> **Set problem**: Reproduce every line of the material below verbatim, leaving out the pictures.

(Data entries)

────────

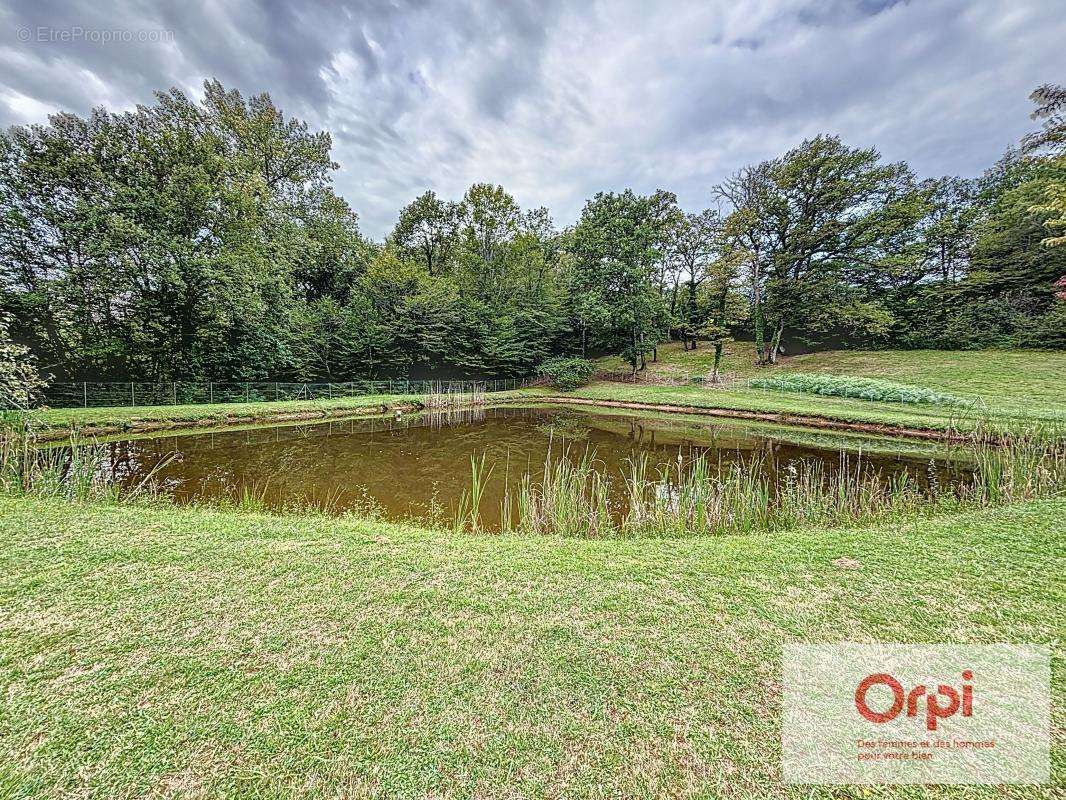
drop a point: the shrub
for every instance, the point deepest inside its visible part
(865, 388)
(566, 373)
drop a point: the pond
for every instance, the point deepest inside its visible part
(417, 466)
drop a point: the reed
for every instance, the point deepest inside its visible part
(468, 514)
(696, 496)
(74, 473)
(454, 396)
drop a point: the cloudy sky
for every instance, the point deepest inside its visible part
(558, 99)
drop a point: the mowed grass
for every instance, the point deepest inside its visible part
(182, 652)
(1011, 385)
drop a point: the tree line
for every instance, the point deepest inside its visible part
(190, 240)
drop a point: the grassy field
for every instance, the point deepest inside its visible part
(1006, 384)
(181, 652)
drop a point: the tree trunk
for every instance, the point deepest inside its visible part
(776, 344)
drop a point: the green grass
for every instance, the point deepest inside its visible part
(1010, 385)
(861, 388)
(183, 652)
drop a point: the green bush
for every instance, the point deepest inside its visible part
(865, 388)
(566, 373)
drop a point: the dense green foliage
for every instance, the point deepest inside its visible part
(566, 373)
(203, 240)
(863, 388)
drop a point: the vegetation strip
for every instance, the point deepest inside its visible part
(53, 432)
(808, 420)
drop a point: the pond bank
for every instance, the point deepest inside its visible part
(804, 420)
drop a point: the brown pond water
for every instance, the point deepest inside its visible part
(417, 466)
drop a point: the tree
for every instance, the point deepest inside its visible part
(814, 222)
(427, 232)
(697, 238)
(1051, 108)
(617, 246)
(19, 380)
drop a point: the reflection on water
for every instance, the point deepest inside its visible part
(417, 466)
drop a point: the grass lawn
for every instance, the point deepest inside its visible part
(182, 652)
(1011, 384)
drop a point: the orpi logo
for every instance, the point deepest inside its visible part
(935, 709)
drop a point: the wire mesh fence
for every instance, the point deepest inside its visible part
(95, 394)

────────

> **Written solution**:
drop a point: the shrub
for every instance, the point deepest inside its visible part
(865, 388)
(566, 373)
drop a point: the pond
for every instance, the point deepest inside its visible part
(417, 466)
drop a point: the reed
for every instance, the point deepest inside its visible part
(468, 514)
(696, 496)
(74, 473)
(454, 396)
drop a point: the cloudy sky
for every instance, the point deepest inside its visible part
(558, 99)
drop a point: the mowed grass
for every instance, the point deepest inside its visible part
(182, 652)
(1011, 385)
drop a point: the tree line
for every instance, the point deepest inside its visible part
(190, 240)
drop a point: the grassy field
for every instance, the point deepest inside its visible part
(1006, 384)
(181, 652)
drop a point: the tree trunk
for every instance, the point deepest inside its visible part
(776, 344)
drop a point: the green grass
for every instance, the point deepest inside its visible part
(1010, 385)
(861, 388)
(183, 652)
drop a point: the green bush
for every instance, the point deepest inside its visible part
(865, 388)
(566, 373)
drop a point: the dense green foliage
for every instance, the point deepest inside its visible part
(566, 373)
(203, 240)
(863, 388)
drop a point: the vegetation strip
for every instance, the point deepest inside its visible part
(53, 432)
(808, 420)
drop a point: the pond bank
for every instance, the point deepest inside its visible part
(804, 420)
drop a point: the brown pond water
for every instance, the point deepest inside its visible part
(417, 466)
drop a point: the tree
for every instance, the point deepest inside its visible part
(814, 222)
(427, 232)
(697, 238)
(1051, 108)
(617, 246)
(19, 380)
drop a point: the reflection on water
for every instance, the point deepest inside its visible part
(417, 466)
drop a point: the grass lawn
for every instance, the point deepest inside its visible part
(182, 652)
(1011, 384)
drop a point: the orpi logo
for every instance, the point deepest inside its visible part
(935, 709)
drop a point: the wire mesh fence
for every instance, the point deepest inside its visible part
(95, 394)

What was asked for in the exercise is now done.